E Law 
Home Search Subscribe Issue Index Subject Index Author Index Title Index Murdoch University
E LAW | Murdoch University Electronic Journal of Law - Copyright Policy

PROVIDING A SUSTAINABLE ECONOMIC LAND BASE FOR FOR ABORIGINAL POPULATIONS

Author: Paul Seaman QC
Presidential Member, Native Title Tribunal
Subjects: Aborigines - land tenure (Other articles)
Native title -- Australia (Other articles)
Native Title Act 1993 Australia (Other articles)
Issue: Volume 2, Number 1 (April 1995)
Category: Current Developments

A paper delivered at the 3rd National Immigration & Population Outlook Conference at the Adelaide Convention Centre on 23 February 1995
Sponsored by the Commonwealth Bureau of Immigration, Multicultural Affairs and Population Research


BACKGROUND


I propose to confine my remarks to the Aboriginal population of Australia and to the opportunities which may arise for some of the Aboriginal and Torres Strait Islander peoples to acquire title to their traditional lands as a result of a recent landmark change in the law.


I will also discuss the opportunities which the law now offers to enable them to negotiate for economic benefits from their lands when they regard that as appropriate under their traditional laws and feasible having regard to the nature and situation of the land.


MABO


The landmark change in the was effected by the decision of a majority of the Justices of the High Court of Australia in Mabo v Queensland (1991-1992) 175 CLR 1. The indigenous people of Australia as a whole had no land base recognised by Australian law until 3 June 1992, when that decision was handed down.


Upon European settlement Australian governments proceeded upon the basis that the indigenous people had no settled law and therefore nobody owned the land with the result that it all vested in governments to use as they saw fit.
________________________________________
§ What the task asks:
Transcribe the native title paper from "Native Title Act" down to "in the law.".

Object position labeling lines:
________________________________________
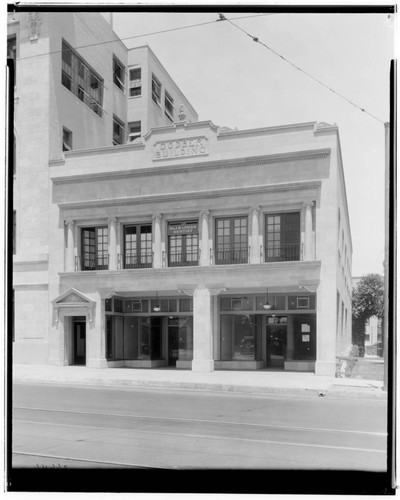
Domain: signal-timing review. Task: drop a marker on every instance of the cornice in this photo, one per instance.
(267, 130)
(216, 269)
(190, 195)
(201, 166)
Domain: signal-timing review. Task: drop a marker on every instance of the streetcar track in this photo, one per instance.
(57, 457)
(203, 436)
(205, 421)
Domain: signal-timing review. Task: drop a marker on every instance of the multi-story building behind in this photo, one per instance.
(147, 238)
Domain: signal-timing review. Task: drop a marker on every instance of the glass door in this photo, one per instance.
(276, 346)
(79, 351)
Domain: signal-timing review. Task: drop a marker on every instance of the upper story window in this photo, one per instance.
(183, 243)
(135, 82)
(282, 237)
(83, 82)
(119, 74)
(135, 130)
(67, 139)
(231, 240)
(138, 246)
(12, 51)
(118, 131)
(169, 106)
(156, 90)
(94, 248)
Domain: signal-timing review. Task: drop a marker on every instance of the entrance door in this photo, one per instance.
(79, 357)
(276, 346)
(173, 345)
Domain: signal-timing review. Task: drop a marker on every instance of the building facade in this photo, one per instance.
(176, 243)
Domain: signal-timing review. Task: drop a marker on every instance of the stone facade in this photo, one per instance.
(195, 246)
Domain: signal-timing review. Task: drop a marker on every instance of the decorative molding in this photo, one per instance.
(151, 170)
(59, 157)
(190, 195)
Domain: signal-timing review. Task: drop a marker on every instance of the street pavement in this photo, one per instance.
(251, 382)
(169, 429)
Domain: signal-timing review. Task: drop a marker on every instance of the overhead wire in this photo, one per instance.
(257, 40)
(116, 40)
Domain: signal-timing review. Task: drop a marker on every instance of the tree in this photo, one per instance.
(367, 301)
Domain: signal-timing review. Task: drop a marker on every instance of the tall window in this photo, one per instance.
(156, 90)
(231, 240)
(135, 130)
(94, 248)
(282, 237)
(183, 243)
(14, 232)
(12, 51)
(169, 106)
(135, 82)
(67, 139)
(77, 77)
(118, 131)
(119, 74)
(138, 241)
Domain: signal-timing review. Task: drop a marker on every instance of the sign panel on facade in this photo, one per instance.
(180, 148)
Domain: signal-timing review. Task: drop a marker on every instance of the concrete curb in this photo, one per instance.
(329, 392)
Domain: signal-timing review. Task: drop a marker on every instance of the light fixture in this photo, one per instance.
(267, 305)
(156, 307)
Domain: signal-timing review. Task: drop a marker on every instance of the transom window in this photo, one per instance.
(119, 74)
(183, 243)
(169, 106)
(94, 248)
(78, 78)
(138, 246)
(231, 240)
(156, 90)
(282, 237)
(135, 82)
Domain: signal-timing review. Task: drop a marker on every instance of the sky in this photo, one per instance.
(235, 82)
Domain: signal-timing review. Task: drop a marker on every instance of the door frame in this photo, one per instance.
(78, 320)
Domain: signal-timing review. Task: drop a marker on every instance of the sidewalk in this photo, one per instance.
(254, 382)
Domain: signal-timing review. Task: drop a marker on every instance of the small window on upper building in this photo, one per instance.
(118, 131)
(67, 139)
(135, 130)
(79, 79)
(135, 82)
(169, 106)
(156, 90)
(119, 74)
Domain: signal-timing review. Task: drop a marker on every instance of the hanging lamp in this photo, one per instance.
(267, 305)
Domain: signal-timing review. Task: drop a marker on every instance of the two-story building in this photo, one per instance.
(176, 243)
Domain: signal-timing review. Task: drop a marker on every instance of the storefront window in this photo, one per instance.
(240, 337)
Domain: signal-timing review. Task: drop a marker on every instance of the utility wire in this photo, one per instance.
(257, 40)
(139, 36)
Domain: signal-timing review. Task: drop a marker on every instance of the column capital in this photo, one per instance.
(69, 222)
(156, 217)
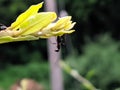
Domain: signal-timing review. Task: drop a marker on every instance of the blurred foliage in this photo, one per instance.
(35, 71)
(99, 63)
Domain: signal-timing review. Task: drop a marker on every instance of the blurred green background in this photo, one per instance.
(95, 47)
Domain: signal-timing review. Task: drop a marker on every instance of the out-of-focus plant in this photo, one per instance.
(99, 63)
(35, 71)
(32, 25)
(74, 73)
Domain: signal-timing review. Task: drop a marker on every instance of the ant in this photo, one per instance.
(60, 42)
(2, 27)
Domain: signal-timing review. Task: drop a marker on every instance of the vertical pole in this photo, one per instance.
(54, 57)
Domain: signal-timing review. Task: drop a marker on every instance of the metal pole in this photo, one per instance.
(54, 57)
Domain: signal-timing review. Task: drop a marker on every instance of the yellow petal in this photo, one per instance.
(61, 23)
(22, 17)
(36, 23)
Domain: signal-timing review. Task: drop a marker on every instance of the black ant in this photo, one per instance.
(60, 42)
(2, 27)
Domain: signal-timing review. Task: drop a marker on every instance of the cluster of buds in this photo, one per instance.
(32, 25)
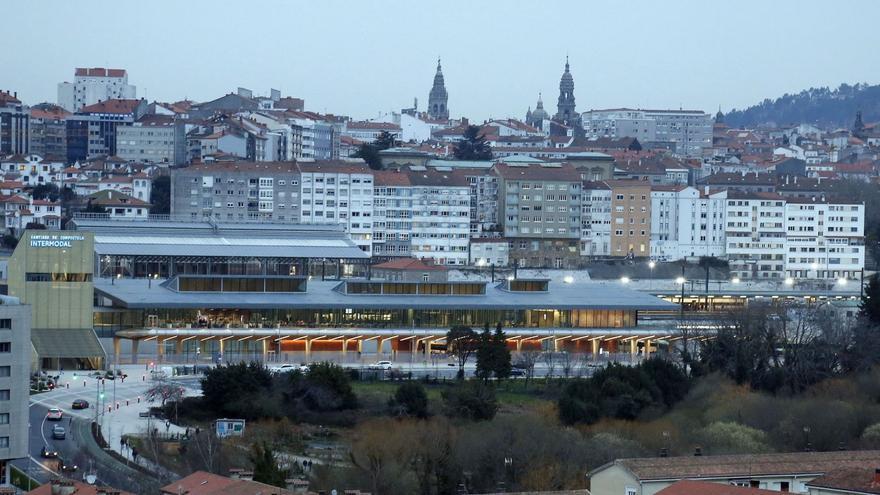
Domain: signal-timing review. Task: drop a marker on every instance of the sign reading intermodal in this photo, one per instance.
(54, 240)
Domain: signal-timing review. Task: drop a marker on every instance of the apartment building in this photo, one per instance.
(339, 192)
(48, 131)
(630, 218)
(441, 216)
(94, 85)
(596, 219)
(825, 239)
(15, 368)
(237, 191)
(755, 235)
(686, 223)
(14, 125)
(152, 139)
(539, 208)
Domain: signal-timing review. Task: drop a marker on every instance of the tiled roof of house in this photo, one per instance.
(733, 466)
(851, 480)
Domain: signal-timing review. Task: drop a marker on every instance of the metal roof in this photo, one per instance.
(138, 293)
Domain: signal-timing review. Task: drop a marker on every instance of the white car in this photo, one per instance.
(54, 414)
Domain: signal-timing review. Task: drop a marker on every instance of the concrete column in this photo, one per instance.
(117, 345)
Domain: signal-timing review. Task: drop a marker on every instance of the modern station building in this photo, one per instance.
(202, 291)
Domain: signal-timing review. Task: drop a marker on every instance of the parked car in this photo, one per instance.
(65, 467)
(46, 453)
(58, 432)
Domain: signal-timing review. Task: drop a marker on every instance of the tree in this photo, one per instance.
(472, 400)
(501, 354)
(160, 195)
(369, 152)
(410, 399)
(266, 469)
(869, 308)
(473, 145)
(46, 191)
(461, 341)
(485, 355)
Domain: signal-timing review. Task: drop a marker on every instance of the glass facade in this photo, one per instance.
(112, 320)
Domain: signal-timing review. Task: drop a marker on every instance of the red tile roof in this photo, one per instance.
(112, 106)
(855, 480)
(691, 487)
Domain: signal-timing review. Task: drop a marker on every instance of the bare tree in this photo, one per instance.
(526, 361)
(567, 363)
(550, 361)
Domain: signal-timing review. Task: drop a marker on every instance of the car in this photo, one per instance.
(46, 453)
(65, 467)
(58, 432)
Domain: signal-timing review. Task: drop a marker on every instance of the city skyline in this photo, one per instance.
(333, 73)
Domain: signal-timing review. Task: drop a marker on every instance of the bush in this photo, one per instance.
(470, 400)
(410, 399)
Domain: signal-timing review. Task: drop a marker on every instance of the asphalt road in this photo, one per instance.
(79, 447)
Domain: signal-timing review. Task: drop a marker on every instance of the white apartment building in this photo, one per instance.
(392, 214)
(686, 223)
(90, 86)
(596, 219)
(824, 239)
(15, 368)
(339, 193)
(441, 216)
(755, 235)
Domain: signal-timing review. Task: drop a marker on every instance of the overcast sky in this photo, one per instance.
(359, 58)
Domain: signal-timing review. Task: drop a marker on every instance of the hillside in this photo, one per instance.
________________________________________
§ Completed task:
Native Title Act 1993 Australia (Other articles)
Issue: Volume 2, Number 1 (April 1995)
Category: Current Developments

A paper delivered at the 3rd National Immigration & Population Outlook Conference at the Adelaide Convention Centre on 23 February 1995
Sponsored by the Commonwealth Bureau of Immigration, Multicultural Affairs and Population Research


BACKGROUND


I propose to confine my remarks to the Aboriginal population of Australia and to the opportunities which may arise for some of the Aboriginal and Torres Strait Islander peoples to acquire title to their traditional lands as a result of a recent landmark change in the law.